Selected text ::
"""
FDA has serious safety concerns about unapproved animal drugs as they are of unknown quality and not evaluated for safety and effectiveness.

The U.S. Food & Drug Administration announced July 23 that it is alerting horse owners and veterinarians that one lot of a compounded combination drug product containing pyrimethamine and toltrazuril has been associated with adverse events in at least three horses.

FDA said two horses in Maine and one in Ohio ultimately died or were euthanized as a result of the incident.

According to FDA, toltrazuril is not approved by the agency for use in horses. FDA said it has serious safety concerns about unapproved animal drugs, including certain compounded animal drugs, because they are of unknown quality and have not been evaluated by FDA for safety and effectiveness.

Unapproved animal drugs also may not be labeled appropriately, which could potentially result in unsafe use of the product, FDA said.

Furthermore, FDA said it recently finalized testing that revealed that this lot of product contained approximately 18-21 times the pyrimethamine indicated on the labeling. High doses of pyrimethamine can cause symptoms such as seizures, fever and death in horses.

Rapid Equine Solutions LLC of Aston, Pa., compounded the product, which was labeled as containing toltrazuril 416 mg/mL and pyrimethamine 17 mg/mL, packaged in 60 mL oral paste syringes for the treatment of the neurologic disease equine protozoal myeloencephalitis (EPM). This product lot is accounted for and is no longer in distribution, FDA said.
"""
Work instructions ::
a) In the FDA horse-drug alert, how much pyrimethamine did testing find in the affected lot compared with its labeling?
b) Continue the report on the FDA alert about the compounded horse drug, starting after its last sentence.

Input data ::
"""
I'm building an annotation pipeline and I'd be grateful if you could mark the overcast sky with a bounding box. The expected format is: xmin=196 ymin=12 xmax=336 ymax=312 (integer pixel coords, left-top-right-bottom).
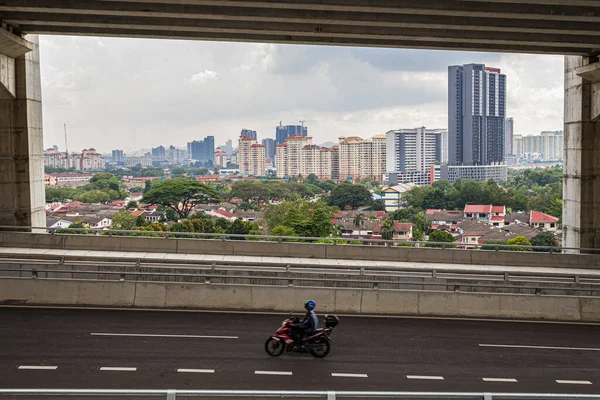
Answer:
xmin=41 ymin=36 xmax=563 ymax=152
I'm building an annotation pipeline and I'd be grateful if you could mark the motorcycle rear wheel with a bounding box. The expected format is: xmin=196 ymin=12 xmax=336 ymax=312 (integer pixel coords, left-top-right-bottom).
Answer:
xmin=307 ymin=339 xmax=331 ymax=358
xmin=265 ymin=338 xmax=285 ymax=357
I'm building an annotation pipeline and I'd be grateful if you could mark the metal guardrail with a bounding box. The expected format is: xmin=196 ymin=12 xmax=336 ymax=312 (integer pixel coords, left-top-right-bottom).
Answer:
xmin=0 ymin=225 xmax=588 ymax=255
xmin=0 ymin=253 xmax=600 ymax=294
xmin=0 ymin=389 xmax=600 ymax=400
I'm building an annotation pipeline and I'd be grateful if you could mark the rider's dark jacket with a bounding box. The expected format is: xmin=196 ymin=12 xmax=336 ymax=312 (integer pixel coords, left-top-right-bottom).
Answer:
xmin=295 ymin=310 xmax=319 ymax=335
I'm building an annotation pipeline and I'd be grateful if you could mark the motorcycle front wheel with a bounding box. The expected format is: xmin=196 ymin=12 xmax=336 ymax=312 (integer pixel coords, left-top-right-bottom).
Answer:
xmin=308 ymin=339 xmax=331 ymax=358
xmin=265 ymin=338 xmax=285 ymax=357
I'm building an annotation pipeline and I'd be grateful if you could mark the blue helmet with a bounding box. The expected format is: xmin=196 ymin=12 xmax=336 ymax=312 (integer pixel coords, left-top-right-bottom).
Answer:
xmin=304 ymin=300 xmax=317 ymax=311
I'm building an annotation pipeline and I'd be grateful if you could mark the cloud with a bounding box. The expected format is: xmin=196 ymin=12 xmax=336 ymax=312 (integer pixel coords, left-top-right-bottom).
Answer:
xmin=41 ymin=36 xmax=563 ymax=151
xmin=190 ymin=69 xmax=217 ymax=85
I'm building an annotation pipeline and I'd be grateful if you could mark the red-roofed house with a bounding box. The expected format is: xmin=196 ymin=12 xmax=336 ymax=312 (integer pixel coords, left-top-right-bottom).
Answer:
xmin=490 ymin=215 xmax=505 ymax=227
xmin=492 ymin=206 xmax=506 ymax=217
xmin=196 ymin=174 xmax=219 ymax=183
xmin=529 ymin=211 xmax=558 ymax=231
xmin=207 ymin=210 xmax=237 ymax=222
xmin=465 ymin=204 xmax=492 ymax=221
xmin=425 ymin=208 xmax=442 ymax=215
xmin=373 ymin=221 xmax=413 ymax=240
xmin=461 ymin=232 xmax=483 ymax=249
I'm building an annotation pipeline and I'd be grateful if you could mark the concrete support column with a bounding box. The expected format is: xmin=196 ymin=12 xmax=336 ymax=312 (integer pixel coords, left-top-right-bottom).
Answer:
xmin=563 ymin=56 xmax=600 ymax=249
xmin=0 ymin=36 xmax=46 ymax=227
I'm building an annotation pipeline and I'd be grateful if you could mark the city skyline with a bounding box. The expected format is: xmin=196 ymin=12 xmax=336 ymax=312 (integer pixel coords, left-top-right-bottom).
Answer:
xmin=41 ymin=36 xmax=564 ymax=152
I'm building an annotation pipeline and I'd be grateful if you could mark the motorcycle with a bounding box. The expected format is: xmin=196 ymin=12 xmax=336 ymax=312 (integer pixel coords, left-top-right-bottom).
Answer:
xmin=265 ymin=315 xmax=340 ymax=358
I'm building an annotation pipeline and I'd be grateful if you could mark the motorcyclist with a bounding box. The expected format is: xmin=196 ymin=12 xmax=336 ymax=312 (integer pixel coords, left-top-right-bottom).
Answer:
xmin=290 ymin=300 xmax=319 ymax=349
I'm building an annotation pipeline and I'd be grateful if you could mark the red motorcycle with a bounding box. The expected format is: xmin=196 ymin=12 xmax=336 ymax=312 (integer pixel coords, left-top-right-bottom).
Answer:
xmin=265 ymin=315 xmax=340 ymax=358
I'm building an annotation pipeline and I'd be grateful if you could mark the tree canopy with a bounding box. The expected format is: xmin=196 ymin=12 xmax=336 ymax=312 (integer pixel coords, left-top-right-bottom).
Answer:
xmin=263 ymin=200 xmax=336 ymax=237
xmin=142 ymin=178 xmax=221 ymax=218
xmin=326 ymin=183 xmax=372 ymax=210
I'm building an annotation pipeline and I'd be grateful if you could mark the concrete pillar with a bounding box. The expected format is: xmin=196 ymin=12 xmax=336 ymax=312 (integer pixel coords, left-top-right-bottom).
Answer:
xmin=0 ymin=36 xmax=46 ymax=227
xmin=563 ymin=56 xmax=600 ymax=249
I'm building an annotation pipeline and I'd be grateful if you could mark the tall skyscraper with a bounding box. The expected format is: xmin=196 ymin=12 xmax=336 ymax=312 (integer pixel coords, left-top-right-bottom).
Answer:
xmin=275 ymin=125 xmax=308 ymax=145
xmin=112 ymin=150 xmax=125 ymax=163
xmin=240 ymin=129 xmax=258 ymax=140
xmin=448 ymin=64 xmax=506 ymax=165
xmin=187 ymin=136 xmax=215 ymax=165
xmin=262 ymin=138 xmax=275 ymax=163
xmin=386 ymin=127 xmax=448 ymax=172
xmin=504 ymin=118 xmax=515 ymax=156
xmin=152 ymin=146 xmax=167 ymax=157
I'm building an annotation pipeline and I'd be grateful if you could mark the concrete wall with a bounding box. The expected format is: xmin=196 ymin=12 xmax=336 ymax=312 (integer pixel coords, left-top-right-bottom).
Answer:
xmin=0 ymin=278 xmax=600 ymax=322
xmin=0 ymin=232 xmax=600 ymax=268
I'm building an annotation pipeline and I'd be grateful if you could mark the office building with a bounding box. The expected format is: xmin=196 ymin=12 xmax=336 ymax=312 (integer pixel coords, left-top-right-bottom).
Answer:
xmin=112 ymin=150 xmax=125 ymax=163
xmin=385 ymin=127 xmax=448 ymax=173
xmin=215 ymin=147 xmax=227 ymax=168
xmin=152 ymin=146 xmax=167 ymax=159
xmin=239 ymin=136 xmax=266 ymax=176
xmin=275 ymin=135 xmax=333 ymax=180
xmin=504 ymin=118 xmax=515 ymax=156
xmin=187 ymin=136 xmax=215 ymax=166
xmin=448 ymin=64 xmax=506 ymax=165
xmin=440 ymin=163 xmax=508 ymax=183
xmin=513 ymin=131 xmax=564 ymax=161
xmin=240 ymin=129 xmax=258 ymax=140
xmin=262 ymin=138 xmax=275 ymax=163
xmin=339 ymin=135 xmax=387 ymax=181
xmin=275 ymin=125 xmax=308 ymax=145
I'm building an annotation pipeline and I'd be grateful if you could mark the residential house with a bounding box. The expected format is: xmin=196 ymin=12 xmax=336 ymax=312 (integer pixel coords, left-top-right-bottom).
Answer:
xmin=207 ymin=209 xmax=238 ymax=222
xmin=425 ymin=210 xmax=464 ymax=233
xmin=381 ymin=183 xmax=417 ymax=211
xmin=465 ymin=204 xmax=492 ymax=221
xmin=529 ymin=211 xmax=558 ymax=232
xmin=373 ymin=221 xmax=413 ymax=241
xmin=46 ymin=218 xmax=73 ymax=229
xmin=77 ymin=215 xmax=112 ymax=229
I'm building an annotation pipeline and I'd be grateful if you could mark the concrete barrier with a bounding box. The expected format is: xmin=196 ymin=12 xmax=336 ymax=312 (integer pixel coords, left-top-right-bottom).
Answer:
xmin=0 ymin=232 xmax=600 ymax=269
xmin=0 ymin=278 xmax=600 ymax=322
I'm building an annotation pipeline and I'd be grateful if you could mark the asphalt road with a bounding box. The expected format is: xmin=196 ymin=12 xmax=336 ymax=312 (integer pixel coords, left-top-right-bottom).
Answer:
xmin=0 ymin=308 xmax=600 ymax=393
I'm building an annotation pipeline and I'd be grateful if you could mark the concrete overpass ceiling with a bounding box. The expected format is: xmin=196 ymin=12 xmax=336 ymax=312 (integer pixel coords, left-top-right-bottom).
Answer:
xmin=0 ymin=0 xmax=600 ymax=55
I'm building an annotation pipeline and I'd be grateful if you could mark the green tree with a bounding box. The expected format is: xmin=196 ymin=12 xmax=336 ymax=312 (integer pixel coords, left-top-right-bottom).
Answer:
xmin=56 ymin=221 xmax=89 ymax=235
xmin=354 ymin=213 xmax=365 ymax=230
xmin=111 ymin=210 xmax=135 ymax=231
xmin=506 ymin=236 xmax=531 ymax=251
xmin=426 ymin=231 xmax=456 ymax=248
xmin=531 ymin=232 xmax=558 ymax=252
xmin=263 ymin=200 xmax=335 ymax=237
xmin=381 ymin=220 xmax=394 ymax=240
xmin=142 ymin=178 xmax=220 ymax=218
xmin=135 ymin=215 xmax=150 ymax=228
xmin=326 ymin=183 xmax=372 ymax=209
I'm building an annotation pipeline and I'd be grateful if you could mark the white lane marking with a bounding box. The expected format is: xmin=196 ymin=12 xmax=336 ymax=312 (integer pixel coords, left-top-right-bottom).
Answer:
xmin=177 ymin=368 xmax=215 ymax=374
xmin=479 ymin=343 xmax=600 ymax=351
xmin=331 ymin=372 xmax=369 ymax=378
xmin=406 ymin=375 xmax=444 ymax=381
xmin=90 ymin=332 xmax=239 ymax=339
xmin=254 ymin=371 xmax=292 ymax=376
xmin=481 ymin=378 xmax=518 ymax=383
xmin=7 ymin=304 xmax=600 ymax=326
xmin=100 ymin=367 xmax=137 ymax=372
"""
Per-task answers ::
a) About 18-21 times the amount of pyrimethamine indicated on the labeling.

b)
The firm learned of the adverse events on May 24 and initiated a recall to the consumer/user level the same day. FDA is working with Rapid Equine Solutions and state partners to investigate these adverse events.

According to FDA, a previous incident in 2014 linked to a different compounder also involved erroneously formulated compounded pyrimethamine/toltrazuril products that led to the deaths of four horses.

The agency said it is important to note that compounded products are not FDA-approved animal drugs. FDA said it has approved several drug products for the treatment of EPM, and horse owners should consult their veterinarian for treatment advice.

FDA encourages horse owners, caretakers and veterinarians to report adverse events (such as seizure, fever or collapse) to FDA in horses being treated with compounded pyrimethamine-containing products.

Owners and veterinarians can report complaints about animal drug products by following the instructions at How to Report Animal Drug Side Effects and Product Problems.